TASK TO CARRY OUT >>
Transcribe the records underneath word for word, and leave no line out.

SUPPLIED DATA >>
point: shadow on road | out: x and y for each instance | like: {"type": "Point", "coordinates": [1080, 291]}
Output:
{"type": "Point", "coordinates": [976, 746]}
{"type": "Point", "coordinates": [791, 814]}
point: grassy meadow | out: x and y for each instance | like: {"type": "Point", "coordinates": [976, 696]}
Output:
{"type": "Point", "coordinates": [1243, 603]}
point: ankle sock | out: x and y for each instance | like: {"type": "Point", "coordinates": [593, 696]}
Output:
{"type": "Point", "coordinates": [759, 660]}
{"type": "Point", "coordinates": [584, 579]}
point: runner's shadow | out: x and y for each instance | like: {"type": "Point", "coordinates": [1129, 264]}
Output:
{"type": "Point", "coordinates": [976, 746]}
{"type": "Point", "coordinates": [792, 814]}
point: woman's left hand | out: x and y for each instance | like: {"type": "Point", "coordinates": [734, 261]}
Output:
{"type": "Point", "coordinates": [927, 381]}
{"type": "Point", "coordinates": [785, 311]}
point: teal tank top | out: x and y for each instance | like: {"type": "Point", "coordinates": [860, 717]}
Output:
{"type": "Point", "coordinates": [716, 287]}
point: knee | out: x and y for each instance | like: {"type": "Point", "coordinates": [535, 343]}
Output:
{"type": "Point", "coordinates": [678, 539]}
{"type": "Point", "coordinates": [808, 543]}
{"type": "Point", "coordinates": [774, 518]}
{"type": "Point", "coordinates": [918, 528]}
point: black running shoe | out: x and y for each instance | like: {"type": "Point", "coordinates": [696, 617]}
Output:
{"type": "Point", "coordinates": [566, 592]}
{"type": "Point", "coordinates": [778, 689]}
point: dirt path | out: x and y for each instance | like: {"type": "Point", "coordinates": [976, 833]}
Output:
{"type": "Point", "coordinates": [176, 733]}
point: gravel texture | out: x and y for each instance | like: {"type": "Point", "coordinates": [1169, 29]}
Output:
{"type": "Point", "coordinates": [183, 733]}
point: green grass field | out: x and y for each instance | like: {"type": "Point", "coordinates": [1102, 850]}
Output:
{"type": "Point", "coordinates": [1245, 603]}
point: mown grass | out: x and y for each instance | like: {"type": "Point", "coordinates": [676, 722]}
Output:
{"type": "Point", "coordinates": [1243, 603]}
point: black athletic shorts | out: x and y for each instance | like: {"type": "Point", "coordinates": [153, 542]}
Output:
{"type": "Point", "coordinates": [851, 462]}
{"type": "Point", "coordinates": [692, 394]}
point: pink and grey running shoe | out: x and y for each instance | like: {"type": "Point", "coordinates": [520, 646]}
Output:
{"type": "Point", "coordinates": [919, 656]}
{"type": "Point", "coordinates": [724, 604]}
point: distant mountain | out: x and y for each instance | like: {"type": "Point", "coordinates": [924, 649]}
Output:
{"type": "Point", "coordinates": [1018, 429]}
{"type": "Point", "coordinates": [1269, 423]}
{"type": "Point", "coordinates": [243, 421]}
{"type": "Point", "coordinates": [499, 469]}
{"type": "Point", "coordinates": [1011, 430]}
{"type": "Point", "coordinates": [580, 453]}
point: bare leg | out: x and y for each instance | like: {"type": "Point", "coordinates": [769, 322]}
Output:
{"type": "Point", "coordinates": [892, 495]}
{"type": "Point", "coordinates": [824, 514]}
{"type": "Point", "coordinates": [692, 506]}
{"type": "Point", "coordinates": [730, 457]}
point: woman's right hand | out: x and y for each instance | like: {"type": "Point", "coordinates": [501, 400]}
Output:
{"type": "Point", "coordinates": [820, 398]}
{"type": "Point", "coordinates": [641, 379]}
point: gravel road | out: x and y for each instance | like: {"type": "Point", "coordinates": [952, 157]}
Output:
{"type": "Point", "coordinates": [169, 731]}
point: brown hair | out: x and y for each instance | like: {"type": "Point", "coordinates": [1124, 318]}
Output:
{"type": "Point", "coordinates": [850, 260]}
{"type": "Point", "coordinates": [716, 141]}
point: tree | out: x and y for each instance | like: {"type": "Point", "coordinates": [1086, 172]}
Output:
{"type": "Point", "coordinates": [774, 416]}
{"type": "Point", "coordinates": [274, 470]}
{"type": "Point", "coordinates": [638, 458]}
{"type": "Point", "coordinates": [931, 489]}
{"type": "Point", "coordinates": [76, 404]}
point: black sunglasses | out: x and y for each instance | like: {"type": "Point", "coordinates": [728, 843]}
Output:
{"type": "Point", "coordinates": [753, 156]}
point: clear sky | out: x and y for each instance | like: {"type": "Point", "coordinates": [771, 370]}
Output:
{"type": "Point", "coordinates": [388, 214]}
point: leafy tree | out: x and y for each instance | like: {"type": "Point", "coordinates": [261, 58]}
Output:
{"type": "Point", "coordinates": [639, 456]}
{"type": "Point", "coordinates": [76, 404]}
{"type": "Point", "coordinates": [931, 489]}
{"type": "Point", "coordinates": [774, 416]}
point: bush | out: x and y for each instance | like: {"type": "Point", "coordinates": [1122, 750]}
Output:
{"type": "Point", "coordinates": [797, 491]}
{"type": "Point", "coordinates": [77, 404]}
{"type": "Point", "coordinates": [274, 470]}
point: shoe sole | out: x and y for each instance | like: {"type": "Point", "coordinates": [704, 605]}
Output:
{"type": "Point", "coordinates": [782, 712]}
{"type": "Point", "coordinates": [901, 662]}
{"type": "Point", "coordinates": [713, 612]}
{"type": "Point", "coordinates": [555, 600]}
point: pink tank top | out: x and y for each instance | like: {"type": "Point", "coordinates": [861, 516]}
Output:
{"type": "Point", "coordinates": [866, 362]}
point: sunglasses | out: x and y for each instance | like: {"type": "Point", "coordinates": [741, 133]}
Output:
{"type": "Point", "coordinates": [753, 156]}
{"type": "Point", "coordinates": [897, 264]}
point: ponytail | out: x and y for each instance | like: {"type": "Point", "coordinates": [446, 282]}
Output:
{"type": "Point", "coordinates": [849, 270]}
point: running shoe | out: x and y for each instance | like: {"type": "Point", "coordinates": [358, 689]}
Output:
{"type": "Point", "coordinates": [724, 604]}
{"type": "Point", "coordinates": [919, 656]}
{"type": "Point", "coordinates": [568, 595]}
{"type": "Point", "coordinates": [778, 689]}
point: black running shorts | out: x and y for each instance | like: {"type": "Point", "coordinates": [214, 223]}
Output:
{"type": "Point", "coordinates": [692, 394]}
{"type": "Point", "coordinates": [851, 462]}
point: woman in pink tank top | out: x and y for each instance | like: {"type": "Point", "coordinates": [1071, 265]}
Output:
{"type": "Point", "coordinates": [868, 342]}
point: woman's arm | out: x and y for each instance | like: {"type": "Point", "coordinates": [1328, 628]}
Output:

RESPONSE BOX >>
point: shadow on road | out: x and y for each instance | like: {"type": "Point", "coordinates": [1080, 291]}
Output:
{"type": "Point", "coordinates": [976, 746]}
{"type": "Point", "coordinates": [791, 814]}
point: grassy meadow | out: x and y for each instance | like: {"type": "Point", "coordinates": [976, 696]}
Output:
{"type": "Point", "coordinates": [1243, 603]}
point: ankle sock | out: x and y for each instance | like: {"type": "Point", "coordinates": [593, 696]}
Output:
{"type": "Point", "coordinates": [759, 660]}
{"type": "Point", "coordinates": [584, 579]}
point: runner's shadow | out: x and y for each instance | like: {"type": "Point", "coordinates": [1129, 264]}
Output:
{"type": "Point", "coordinates": [976, 746]}
{"type": "Point", "coordinates": [792, 814]}
point: woman's left hand | out: x and y for each instance | like: {"type": "Point", "coordinates": [734, 261]}
Output:
{"type": "Point", "coordinates": [927, 381]}
{"type": "Point", "coordinates": [785, 311]}
point: teal tank top | out: x and y for each instance | like: {"type": "Point", "coordinates": [860, 717]}
Output:
{"type": "Point", "coordinates": [716, 287]}
point: knee | out: x and y for each instance | like: {"type": "Point", "coordinates": [535, 343]}
Output:
{"type": "Point", "coordinates": [678, 539]}
{"type": "Point", "coordinates": [808, 543]}
{"type": "Point", "coordinates": [774, 518]}
{"type": "Point", "coordinates": [918, 528]}
point: black running shoe | out: x and y for each instance | like: {"type": "Point", "coordinates": [696, 617]}
Output:
{"type": "Point", "coordinates": [566, 592]}
{"type": "Point", "coordinates": [778, 689]}
point: dirt path | out: x and y for each instance | like: {"type": "Point", "coordinates": [976, 833]}
Output:
{"type": "Point", "coordinates": [176, 733]}
point: gravel texture | out: x and y for each instance | like: {"type": "Point", "coordinates": [1169, 29]}
Output:
{"type": "Point", "coordinates": [183, 733]}
point: green grass field | out: x and y for each instance | like: {"type": "Point", "coordinates": [1102, 850]}
Output:
{"type": "Point", "coordinates": [1245, 603]}
point: mown grass | out: x and y for each instance | like: {"type": "Point", "coordinates": [676, 722]}
Output:
{"type": "Point", "coordinates": [1243, 603]}
point: black athletic shorts | out: x and y for each instance | like: {"type": "Point", "coordinates": [153, 542]}
Output:
{"type": "Point", "coordinates": [851, 462]}
{"type": "Point", "coordinates": [692, 394]}
point: pink and grey running shoe | out: x and y for each instance | like: {"type": "Point", "coordinates": [520, 646]}
Output:
{"type": "Point", "coordinates": [919, 656]}
{"type": "Point", "coordinates": [724, 604]}
point: distant mountain | out: x and y for each instance | like: {"type": "Point", "coordinates": [924, 649]}
Output:
{"type": "Point", "coordinates": [1018, 429]}
{"type": "Point", "coordinates": [1269, 423]}
{"type": "Point", "coordinates": [243, 421]}
{"type": "Point", "coordinates": [499, 469]}
{"type": "Point", "coordinates": [1011, 430]}
{"type": "Point", "coordinates": [580, 453]}
point: bare leg | out: x and y for each instance | like: {"type": "Point", "coordinates": [769, 322]}
Output:
{"type": "Point", "coordinates": [892, 495]}
{"type": "Point", "coordinates": [824, 514]}
{"type": "Point", "coordinates": [692, 506]}
{"type": "Point", "coordinates": [730, 457]}
point: woman's right hand | out: x and y for each instance | like: {"type": "Point", "coordinates": [501, 400]}
Output:
{"type": "Point", "coordinates": [820, 398]}
{"type": "Point", "coordinates": [641, 379]}
point: gravel road | out: x and y for each instance | like: {"type": "Point", "coordinates": [952, 157]}
Output:
{"type": "Point", "coordinates": [169, 731]}
point: brown hair | out: x and y for each instance | like: {"type": "Point", "coordinates": [1124, 318]}
Output:
{"type": "Point", "coordinates": [850, 260]}
{"type": "Point", "coordinates": [716, 141]}
point: tree | out: x and y for each instance | like: {"type": "Point", "coordinates": [1086, 172]}
Output:
{"type": "Point", "coordinates": [774, 416]}
{"type": "Point", "coordinates": [274, 470]}
{"type": "Point", "coordinates": [638, 458]}
{"type": "Point", "coordinates": [931, 489]}
{"type": "Point", "coordinates": [76, 404]}
point: black sunglasses | out: x and y for each instance | like: {"type": "Point", "coordinates": [728, 843]}
Output:
{"type": "Point", "coordinates": [753, 156]}
point: clear sky | out: x and y for each instance | like: {"type": "Point", "coordinates": [771, 370]}
Output:
{"type": "Point", "coordinates": [388, 214]}
point: leafy tree | out: x and y for each instance | like: {"type": "Point", "coordinates": [261, 58]}
Output:
{"type": "Point", "coordinates": [639, 456]}
{"type": "Point", "coordinates": [76, 404]}
{"type": "Point", "coordinates": [931, 489]}
{"type": "Point", "coordinates": [774, 416]}
point: bush | out: x and y for each instance | like: {"type": "Point", "coordinates": [1122, 750]}
Output:
{"type": "Point", "coordinates": [797, 491]}
{"type": "Point", "coordinates": [77, 404]}
{"type": "Point", "coordinates": [274, 470]}
point: shoe sole | out: x and y for each instance | like: {"type": "Point", "coordinates": [704, 605]}
Output:
{"type": "Point", "coordinates": [782, 712]}
{"type": "Point", "coordinates": [901, 662]}
{"type": "Point", "coordinates": [713, 612]}
{"type": "Point", "coordinates": [555, 600]}
point: pink tank top | out: x and y for each instance | like: {"type": "Point", "coordinates": [861, 516]}
Output:
{"type": "Point", "coordinates": [866, 362]}
point: sunglasses | out: x and y for each instance | like: {"type": "Point", "coordinates": [741, 133]}
Output:
{"type": "Point", "coordinates": [753, 156]}
{"type": "Point", "coordinates": [897, 264]}
point: ponytail | out: x and y for each instance | like: {"type": "Point", "coordinates": [446, 282]}
Output:
{"type": "Point", "coordinates": [849, 270]}
point: running shoe | out: x and y for each instance | like: {"type": "Point", "coordinates": [358, 689]}
Output:
{"type": "Point", "coordinates": [724, 604]}
{"type": "Point", "coordinates": [919, 656]}
{"type": "Point", "coordinates": [568, 595]}
{"type": "Point", "coordinates": [778, 689]}
point: black running shorts | out: x and y for each instance | like: {"type": "Point", "coordinates": [214, 223]}
Output:
{"type": "Point", "coordinates": [692, 394]}
{"type": "Point", "coordinates": [851, 462]}
point: woman in pink tank top | out: x and y for each instance | like: {"type": "Point", "coordinates": [1071, 265]}
Output:
{"type": "Point", "coordinates": [868, 342]}
point: woman's arm | out: x and y for each instance | like: {"type": "Point", "coordinates": [1328, 628]}
Output:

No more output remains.